**Set tasks**
• A. In the court opinion, which judges heard the appeal?
• B. Can you carry the court opinion forward from where it stops?

Superior Court of New Jersey, Appellate Division
Jun 5, 2024
No. A-3156-22 (App. Div. Jun. 5, 2024)

Opinion

A-3156-22

06-05-2024

ABDELFATTAH MHREZ, Plaintiff-Appellant, v. CONVERGENT OUTSOURCING, INC., Defendant-Respondent.

Zemel Law, LLC, attorneys for appellant (Daniel Zemel and Nicholas Joseph Linker, on the briefs). Sessions, Israel & Shartle, attorneys for respondent (Aaron R. Easley and Jay I. Brody, on the brief).


This opinion shall not "constitute precedent or be binding upon any court." Although it is posted on the internet, this opinion is binding only on the parties in the case and its use in other cases is limited. R. 1:36-3.

Submitted April 16, 2024

On appeal from the Superior Court of New Jersey, Law Division, Hudson County, Docket No. L-0394-22.

Zemel Law, LLC, attorneys for appellant (Daniel Zemel and Nicholas Joseph Linker, on the briefs).

Sessions, Israel & Shartle, attorneys for respondent (Aaron R. Easley and Jay I. Brody, on the brief).

Before Judges Puglisi and Bergman.

PER CURIAM

Plaintiff Abdelfattah Mhrez appeals from the Law Division's orders dated April 19, 2023, dismissing his amended complaint against defendant Convergent Outsourcing, Inc. and May 26, 2023, denying his motion for reconsideration. We affirm.

Plaintiff incurred a personal debt which the lender transmitted to defendant, a debt collector. Defendant engaged a third-party letter vendor to create and mail plaintiff a collection letter. The letter included plaintiff's name and address, the creditor's name and the balance amount of the debt.

On January 31, 2022, plaintiff filed a complaint claiming defendant violated the Fair Debt Collection Practices Act (FDCPA), 15 U.S.C. §1692 to 1692p, by sharing plaintiff's personal information to a third party. Defendant removed the case to federal court, which remanded it back to state court, and then defendant filed a motion to dismiss for failure to state a claim pursuant to Rule 4:6-2(e).

**Stored data**
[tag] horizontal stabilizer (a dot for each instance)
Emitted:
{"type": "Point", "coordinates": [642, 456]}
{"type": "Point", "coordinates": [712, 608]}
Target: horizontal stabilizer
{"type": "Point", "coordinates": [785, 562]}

**Answers below**
• A. Judges Puglisi and Bergman.

• B.
After hearing argument on the motion, Judge Veronica Allende issued an order and comprehensive opinion granting defendant's motion. The judge first noted the plain language of the FDCPA, which prohibits a debt collector from communicating, "in connection with the collection of any debt, with any person other than the consumer, his attorney, a consumer reporting agency if otherwise permitted by law, the creditor, the attorney of the creditor, or the attorney of the debt collector." 15 U.S.C. § 1692c(b). The judge found a third-party mailing vendor is "a person other than the consumer" and not one of the exceptions listed in the FDCPA, and defendant "must [have] communicate[d] with the mailing vendor to share the necessary consumer information to print and send the collection letter." The judge further found:

Although plaintiff is not appealing this order, we consider it because it informs the subsequent order and opinion on appeal.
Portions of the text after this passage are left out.